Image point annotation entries
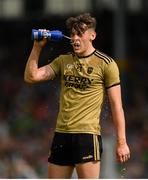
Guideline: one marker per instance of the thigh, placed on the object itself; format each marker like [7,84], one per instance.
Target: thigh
[59,172]
[88,170]
[86,148]
[60,152]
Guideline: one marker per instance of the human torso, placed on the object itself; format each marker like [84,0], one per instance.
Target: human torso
[82,93]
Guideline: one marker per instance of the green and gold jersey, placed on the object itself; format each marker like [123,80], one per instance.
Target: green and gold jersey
[83,84]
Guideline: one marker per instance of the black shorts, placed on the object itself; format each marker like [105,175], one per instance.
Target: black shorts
[70,149]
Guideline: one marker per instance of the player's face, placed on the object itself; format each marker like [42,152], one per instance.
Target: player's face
[82,43]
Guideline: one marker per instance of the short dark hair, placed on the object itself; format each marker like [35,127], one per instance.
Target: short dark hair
[81,23]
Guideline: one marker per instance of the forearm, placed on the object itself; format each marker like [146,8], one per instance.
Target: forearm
[119,121]
[32,64]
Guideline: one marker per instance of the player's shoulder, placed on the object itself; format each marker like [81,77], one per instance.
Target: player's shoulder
[103,57]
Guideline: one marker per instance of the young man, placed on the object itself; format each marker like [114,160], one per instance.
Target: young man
[85,75]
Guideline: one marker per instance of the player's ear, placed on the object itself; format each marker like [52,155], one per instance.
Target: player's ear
[93,35]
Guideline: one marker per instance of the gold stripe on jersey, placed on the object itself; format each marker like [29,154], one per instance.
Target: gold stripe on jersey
[94,140]
[98,158]
[103,56]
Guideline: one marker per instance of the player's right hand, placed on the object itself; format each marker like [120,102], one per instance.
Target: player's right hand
[41,43]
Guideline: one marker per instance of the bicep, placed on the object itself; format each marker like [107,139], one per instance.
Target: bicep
[114,95]
[45,73]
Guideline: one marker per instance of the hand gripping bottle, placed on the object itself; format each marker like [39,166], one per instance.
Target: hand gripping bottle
[55,35]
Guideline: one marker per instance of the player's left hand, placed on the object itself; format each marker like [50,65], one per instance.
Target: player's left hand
[122,152]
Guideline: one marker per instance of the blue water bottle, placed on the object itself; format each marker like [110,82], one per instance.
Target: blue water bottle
[54,35]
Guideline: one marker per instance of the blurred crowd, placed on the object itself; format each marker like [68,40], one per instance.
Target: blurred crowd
[28,112]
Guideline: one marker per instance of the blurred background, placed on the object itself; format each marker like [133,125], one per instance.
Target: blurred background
[28,112]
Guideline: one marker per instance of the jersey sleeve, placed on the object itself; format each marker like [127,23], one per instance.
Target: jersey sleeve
[111,74]
[56,65]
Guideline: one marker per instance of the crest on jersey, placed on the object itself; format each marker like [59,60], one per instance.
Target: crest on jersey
[89,70]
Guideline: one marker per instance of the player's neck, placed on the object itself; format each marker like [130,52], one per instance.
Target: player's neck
[86,53]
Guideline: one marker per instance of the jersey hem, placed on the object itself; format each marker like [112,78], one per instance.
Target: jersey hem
[77,132]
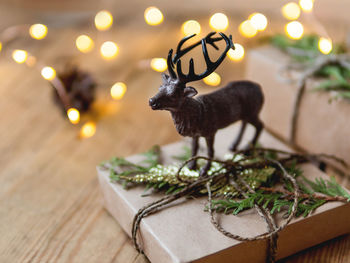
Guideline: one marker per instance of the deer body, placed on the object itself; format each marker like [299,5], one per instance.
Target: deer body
[202,116]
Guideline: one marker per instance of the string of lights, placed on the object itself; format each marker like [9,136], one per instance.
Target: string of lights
[153,16]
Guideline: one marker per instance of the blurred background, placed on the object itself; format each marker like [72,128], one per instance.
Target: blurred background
[75,79]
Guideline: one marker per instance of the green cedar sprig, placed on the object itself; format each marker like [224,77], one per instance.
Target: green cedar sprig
[157,177]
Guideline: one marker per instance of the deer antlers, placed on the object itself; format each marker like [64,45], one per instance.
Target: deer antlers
[211,66]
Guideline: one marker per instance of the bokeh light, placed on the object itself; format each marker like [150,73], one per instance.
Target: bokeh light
[294,30]
[38,31]
[118,90]
[191,27]
[88,130]
[73,115]
[213,79]
[153,16]
[291,11]
[48,73]
[259,21]
[325,45]
[237,54]
[20,56]
[31,61]
[219,22]
[159,64]
[109,50]
[306,5]
[84,43]
[103,20]
[247,29]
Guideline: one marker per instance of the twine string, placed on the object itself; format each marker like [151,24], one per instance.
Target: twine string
[192,187]
[310,71]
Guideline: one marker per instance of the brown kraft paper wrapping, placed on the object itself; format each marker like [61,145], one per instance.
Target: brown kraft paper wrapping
[322,127]
[182,232]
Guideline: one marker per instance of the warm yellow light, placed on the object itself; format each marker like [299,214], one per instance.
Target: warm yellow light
[259,21]
[118,90]
[48,73]
[84,43]
[191,27]
[159,64]
[109,50]
[88,130]
[20,56]
[291,11]
[38,31]
[325,45]
[213,79]
[306,5]
[153,16]
[103,20]
[73,115]
[237,54]
[219,22]
[247,29]
[294,30]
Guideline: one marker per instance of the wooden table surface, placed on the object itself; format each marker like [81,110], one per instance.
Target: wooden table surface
[50,207]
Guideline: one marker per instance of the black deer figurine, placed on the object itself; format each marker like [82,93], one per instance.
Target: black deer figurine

What is being asked>
Leave out all images, then reproduce the entries above exactly.

Answer to this problem>
Guideline: one marker per instance of the thigh, placed on the object itself; format each marker like [7,84], one per instance.
Target: thigh
[59,172]
[88,170]
[86,148]
[60,152]
Guideline: one marker per instance of the human torso, placed on the object itself; format each marker like [84,0], one per instance.
Target: human torso
[82,93]
Guideline: one marker per instance of the green and gold jersey, placed on the object itself; format each marker like [123,80], one per instance.
Target: green and gold jersey
[83,84]
Guideline: one marker per instance of the black shorts, placed on the object itself; format each marker like [105,175], one per instance.
Target: black shorts
[70,149]
Guideline: one marker per instance of the player's face, placed on the object itself; format each marker like [42,152], one per instance.
Target: player's face
[82,43]
Guideline: one marker per instance of the short dark hair, placed on the object itself; format each marker like [35,127], one per instance.
Target: short dark hair
[81,23]
Guideline: one marker per instance of the forearm, placed on the object itself; format each marker like [146,8], one per instance.
Target: forearm
[119,121]
[32,64]
Guideline: one marker per instance of the player's shoulder, placed on the object itself; format each marker like [81,77], one per instance.
Target: player's shoulder
[103,57]
Guideline: one marker per instance of the young man, placed on the object itself; format each marker like [114,160], one per instance.
Target: young man
[85,75]
Guideline: one marker per instance of the player's ear, placed on the object itself; format each marker like [52,155], one per instance.
Target: player's ear
[93,35]
Guideline: one marker per instance of the gold stripe on jersey, placed on the object itself; format each marker like [29,154], one per instance.
Target: gold stripe on jersey
[94,140]
[98,158]
[103,56]
Guideline: one marker per instance of the player's right hand, placed on the object itself; format each marker like [120,102], one per instance.
Target: player's right hand
[41,43]
Guideline: one marker per instance of the bicep, placed on the object itself; format each marker like [107,139], one per instance.
Target: bicep
[114,95]
[45,73]
Guideline: one marker per instance of the hand gripping bottle, placed on the object itself; format each marker like [39,166], one per instance.
Target: hand gripping bottle
[55,35]
Guideline: one marker per instance of the player's left hand, placed on the object itself; format each marker like [50,65], one per instance.
Target: player's left hand
[122,152]
Guideline: one marker per instance of the blue water bottle, placed on the object itself; format each marker like [110,82], one per instance.
Target: blue water bottle
[54,35]
Guideline: one marker per instance of the blurred crowd, placed on the object itself; format each marker like [68,40], one per instance.
Target: blurred crowd
[28,112]
Guideline: one marker per instance of the blurred background, placed on the object itself; format each marker like [133,125], one per instance.
Target: blurred background
[28,112]
Guideline: one marker per instance of the jersey sleeve, placed on the object itself; format each marker like [127,23], one per instance.
Target: jersey sleeve
[111,74]
[56,65]
Guideline: one marker per instance of the crest on jersey, placed on the object itself; format each marker like [59,60], one per instance.
Target: crest on jersey
[89,70]
Guideline: one marker per instance of the player's neck, placed on the object itself; format each marker like [130,52], one per instance.
Target: player's neck
[86,53]
Guideline: one marker per instance of the jersey hem, placed on the object itself; format each marker like [112,78], one per instance.
Target: jersey hem
[77,132]
Guideline: one marker per instance of the deer body, placed on the object itself; format each marker like [299,5], one per instance.
Target: deer body
[202,116]
Guideline: one marker per instance of the string of lights, placed on the object itself; format each marker like [9,136], one per instance.
Target: string of lights
[153,16]
Guideline: one marker per instance of the blurred background, placed on the object itself; format each marker like [72,128], one per instance.
Target: blurred background
[75,79]
Guideline: one marker per instance of the green cedar sprig, placed on the object itself; format each marker like [224,77], one per instance.
Target: green cedar sprig
[157,177]
Guideline: one marker per instance of the deer antlers, placed on the object itself; format each marker like [64,45], one per instance.
Target: deer antlers
[211,66]
Guideline: one marker per instance of the bokeh light, placed on the object itself; format each marker like [150,73], one per instance.
Target: bokeh light
[294,30]
[38,31]
[118,90]
[191,27]
[88,130]
[73,115]
[213,79]
[153,16]
[291,11]
[48,73]
[259,21]
[325,45]
[237,54]
[20,56]
[31,61]
[219,22]
[159,64]
[109,50]
[306,5]
[84,43]
[103,20]
[247,29]
Guideline: one marker per instance of the twine string, placed on the object itself; format each marker like [151,24], one per instance.
Target: twine string
[192,187]
[310,71]
Guideline: one marker per instance of the brown kraft paper wrapping, placed on the object itself; format each marker like [61,145], one per instance.
Target: brown kraft paper wrapping
[322,127]
[182,232]
Guideline: one marker per instance of the warm yellow light, placed on the object itself; format each marker like [299,214], one per instance.
Target: warm yellow light
[259,21]
[118,90]
[48,73]
[84,43]
[191,27]
[159,64]
[109,50]
[88,130]
[20,56]
[291,11]
[38,31]
[325,45]
[213,79]
[306,5]
[153,16]
[103,20]
[73,115]
[237,54]
[219,22]
[247,29]
[294,30]
Guideline: one marker per instance of the wooden table surface, placed on the object itself; format each marker like [81,110], one per instance.
Target: wooden table surface
[50,207]
Guideline: one marker per instance of the black deer figurine, placed on the object itself; format each marker like [82,93], one per instance.
Target: black deer figurine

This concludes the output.